_出典_
:::

ニュアンスとしては「臨席(出席)してください、お願いします」みたいなイメージ。

意味と違い

「ご臨席いただきますよう」vs「ご臨席くださいますよう」の意味と違い。

どちらも言いたいことは結局のところ「臨席(出席)してほしい」なのですが…

意味と敬語の使い方に違いあり。以下のような違いがあります。

  • 「ご臨席いただきますよう」だと意味は「臨席(出席)してもらうよう」
    → 敬語は謙譲語”お(ご)~いただく”+丁寧語”ます”+希望”よう”

いっぽうで、

  • 「ご臨席くださいますよう」だと意味は「臨席(出席)してくれるよう」
    → 敬語は尊敬語”お(ご)~くださる”+丁寧語”ます”+希望”よう”

※ 尊敬語「お(ご)~くださる」の意味は「~してくれる」

となります。

「ください」単体としての意味は「〜してくれ」「〜して欲しい」の丁寧な言いまわしと考えることができます。

が、

「ください」は敬語ではあるものの、結局のところ命令形であるために強い口調となります。

そこで「ますようにお願い」と続けることで「お願い」とすり替え、やんわ〜りとした表現にしています。とても丁寧な敬語フレーズと言えますね。

どちらも丁寧であり使い分けの必要なし

で、どちらが丁寧かという話。

結論としてはどちらも丁寧であり使い分けする必要はありません。

どちらかというとビジネスメールの結びには「~くださいますよう」をつかうことが多いのですが…

これは年代によって違いますし地域によっても差があるかと。

:::

_提供エントリー_
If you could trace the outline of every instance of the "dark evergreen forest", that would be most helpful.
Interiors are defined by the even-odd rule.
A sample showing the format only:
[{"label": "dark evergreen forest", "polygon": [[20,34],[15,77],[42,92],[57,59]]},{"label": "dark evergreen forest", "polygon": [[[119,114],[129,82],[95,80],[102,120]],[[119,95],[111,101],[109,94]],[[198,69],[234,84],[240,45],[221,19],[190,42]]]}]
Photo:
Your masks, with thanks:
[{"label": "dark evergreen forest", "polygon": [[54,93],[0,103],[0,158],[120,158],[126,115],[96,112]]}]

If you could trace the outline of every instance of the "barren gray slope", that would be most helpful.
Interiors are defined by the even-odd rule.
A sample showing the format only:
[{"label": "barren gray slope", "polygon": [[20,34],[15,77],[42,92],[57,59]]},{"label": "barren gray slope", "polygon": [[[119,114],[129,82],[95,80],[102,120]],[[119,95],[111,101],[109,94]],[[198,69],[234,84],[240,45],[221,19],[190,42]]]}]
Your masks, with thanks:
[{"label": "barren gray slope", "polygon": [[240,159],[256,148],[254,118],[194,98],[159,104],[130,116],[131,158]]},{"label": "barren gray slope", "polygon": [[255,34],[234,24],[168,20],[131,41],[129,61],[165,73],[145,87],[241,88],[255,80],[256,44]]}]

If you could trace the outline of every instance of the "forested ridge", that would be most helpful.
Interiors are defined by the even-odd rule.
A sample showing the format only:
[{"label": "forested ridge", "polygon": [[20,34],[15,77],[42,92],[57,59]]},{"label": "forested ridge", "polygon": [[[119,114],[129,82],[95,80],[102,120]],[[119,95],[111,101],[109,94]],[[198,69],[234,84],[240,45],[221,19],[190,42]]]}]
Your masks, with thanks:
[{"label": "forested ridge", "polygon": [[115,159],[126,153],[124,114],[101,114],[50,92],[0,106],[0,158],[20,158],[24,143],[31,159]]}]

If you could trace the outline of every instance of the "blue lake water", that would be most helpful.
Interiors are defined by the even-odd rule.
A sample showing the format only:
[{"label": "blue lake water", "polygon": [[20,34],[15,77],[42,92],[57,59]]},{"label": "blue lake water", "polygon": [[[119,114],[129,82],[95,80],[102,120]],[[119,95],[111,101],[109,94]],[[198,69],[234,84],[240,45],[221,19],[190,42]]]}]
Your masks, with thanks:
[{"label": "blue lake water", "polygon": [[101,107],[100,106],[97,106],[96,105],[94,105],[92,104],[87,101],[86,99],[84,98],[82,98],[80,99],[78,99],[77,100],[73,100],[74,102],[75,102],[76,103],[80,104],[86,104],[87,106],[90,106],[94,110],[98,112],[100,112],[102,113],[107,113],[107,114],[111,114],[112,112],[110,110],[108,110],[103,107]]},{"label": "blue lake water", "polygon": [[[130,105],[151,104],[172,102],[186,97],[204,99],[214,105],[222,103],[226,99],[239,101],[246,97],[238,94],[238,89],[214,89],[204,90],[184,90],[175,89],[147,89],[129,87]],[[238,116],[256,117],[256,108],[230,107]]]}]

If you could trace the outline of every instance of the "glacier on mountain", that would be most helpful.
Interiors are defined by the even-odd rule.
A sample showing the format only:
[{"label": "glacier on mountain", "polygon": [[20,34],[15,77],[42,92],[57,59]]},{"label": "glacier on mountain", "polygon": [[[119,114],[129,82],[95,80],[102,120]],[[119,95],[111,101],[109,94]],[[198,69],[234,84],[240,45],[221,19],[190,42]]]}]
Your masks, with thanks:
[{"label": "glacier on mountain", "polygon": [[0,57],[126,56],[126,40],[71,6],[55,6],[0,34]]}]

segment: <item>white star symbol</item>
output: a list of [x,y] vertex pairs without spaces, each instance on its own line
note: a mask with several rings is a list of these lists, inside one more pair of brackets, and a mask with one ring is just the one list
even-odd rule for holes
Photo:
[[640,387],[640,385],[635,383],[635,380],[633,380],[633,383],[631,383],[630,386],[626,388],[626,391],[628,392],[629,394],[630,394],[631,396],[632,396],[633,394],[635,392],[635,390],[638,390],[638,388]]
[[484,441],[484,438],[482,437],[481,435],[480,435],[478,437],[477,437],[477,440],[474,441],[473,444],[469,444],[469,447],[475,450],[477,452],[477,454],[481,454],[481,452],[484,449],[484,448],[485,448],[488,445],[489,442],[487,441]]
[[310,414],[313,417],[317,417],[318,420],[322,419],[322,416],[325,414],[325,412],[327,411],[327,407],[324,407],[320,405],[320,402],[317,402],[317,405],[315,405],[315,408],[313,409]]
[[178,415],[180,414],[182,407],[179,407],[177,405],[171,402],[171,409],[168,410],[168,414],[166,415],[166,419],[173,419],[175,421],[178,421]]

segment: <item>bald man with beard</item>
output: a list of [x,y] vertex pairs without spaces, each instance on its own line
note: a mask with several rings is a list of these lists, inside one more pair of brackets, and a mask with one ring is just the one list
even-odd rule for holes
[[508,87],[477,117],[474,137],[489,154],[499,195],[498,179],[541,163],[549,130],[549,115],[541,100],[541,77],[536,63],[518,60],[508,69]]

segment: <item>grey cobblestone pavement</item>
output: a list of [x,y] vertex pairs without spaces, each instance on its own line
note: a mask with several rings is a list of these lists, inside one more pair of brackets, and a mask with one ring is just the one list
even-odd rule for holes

:::

_実施課題_
上に掲載した「ご臨席いただきますよう」と「ご臨席くださいますよう」の違いを解説する文章について、最後の文に続く部分を書いてください。

_解答例_
若い世代は「いただきますよう」を好み、私のようなおっさんは「くださいますよう」を好む傾向にあり。

ということで心底どちらをつかっても差し支えありません。

シンプルに”ご臨席のほどお願い申し上げます”でも丁寧

他にもビジネスメール結び・締め・文末によく使う敬語には「ご臨席のほどお願い申し上げます」もあります。

ビジネスメールではとかく「いただく」「くださる」ばかりになってしまい、文章が気持ち悪くなってしまうのですよね。

そこで活躍するのが「ご臨席のほどお願い申し上げます」です。

使い方にはたとえば

  • 例文「ご臨席のほどお願い申し上げます」
  • 例文「ご臨席のほどお願い致します」

などあり。

“ご臨席のほど”の「ほど」ってどんな意味?

ここで「ご臨席のほど」の「のほど」は限定を避ける言い方で、意味としては「〜してもらうよう」「〜してくれるよう」と考えることができます。

断定をさけて表現をやわらげるのに用いる語です。

もともと、とくに深い意味はありません。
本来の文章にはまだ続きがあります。